Texto de leitura:
Ora, sabemos que modificar nossas relações interpessoais, em nosso dia a dia, não é tarefa fácil. E por que seria diferente com outras formas de vida, com o meio ambiente, com os rios? A existência de adversidades, porém, não significa que não devemos nos esforçar para fazê-lo. Talvez um dos maiores desafios seja a manutenção de comportamentos em prol da vida dos rios a longo prazo. E, para isso, há que se olhar para a comunidade que vive ao redor deles, uma vez que esta influencia e é influenciada pelo ambiente. Qual é a relação dos moradores dessas comunidades com o rio Belém? Quais suas percepções acerca do local em que residem? Que impactos sofrem e ocasionam? A transmissão de informações visando à sensibilização e à conscientização também é uma medida necessária. Há que se escutar a voz dos rios, conforme recomendou Krenak, estar sensível aos problemas ambientais que ocorrem, bem como às respectivas causas e agravantes envolvidos. É importante, porém, que essa sensibilidade não se traduza em uma percepção passiva, mas se converta em atitudes de mobilização.

Enunciado:
Continue o texto sobre as comunidades que vivem às margens do rio Belém, começando logo após a última frase acima.

Material coletado:

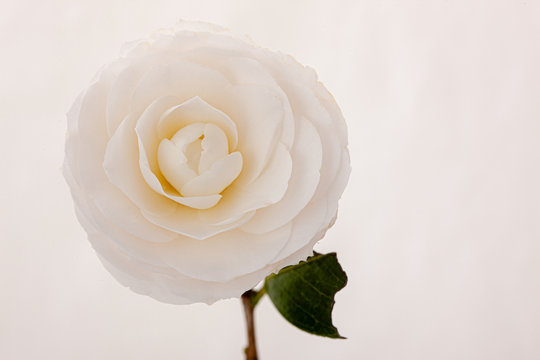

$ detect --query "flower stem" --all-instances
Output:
[242,288,264,360]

Resposta escrita:
Nós, como futuros bioeticistas, acreditamos que é possível a construção de uma nova forma de relação com o rio Belém, biofílica e pautada no cuidado como substantivo. Para isso, é fundamental a participação de diversos atores sociais: comunidades locais, governos e instituições, Organizações Não Governamentais e cientistas, em suas diferentes vertentes de atuação. Decerto que pessoas em maior condição de vulnerabilidade que dispõem de poucos recursos podem ter condições restritas de intervir no ambiente em que vivem, especialmente em circunstâncias em que estejam sofrendo prejuízos decorrentes de problemas como as enchentes e inundações. Todavia, é importante que haja o envolvimento do máximo de pessoas possível, em suas diferentes possibilidades. E, sem dúvida, estudantes e profissionais da Bioética devem participar, dialogando e deliberando, propondo e empreendendo ações em prol de uma relação ética com o rio Belém. Lançando mão das palavras de Geraldo Vandré, declamadas em sua canção Pra não dizer que não falei das flores, inspiração para o título do presente texto: Vem, vamos embora, que esperar não é saber!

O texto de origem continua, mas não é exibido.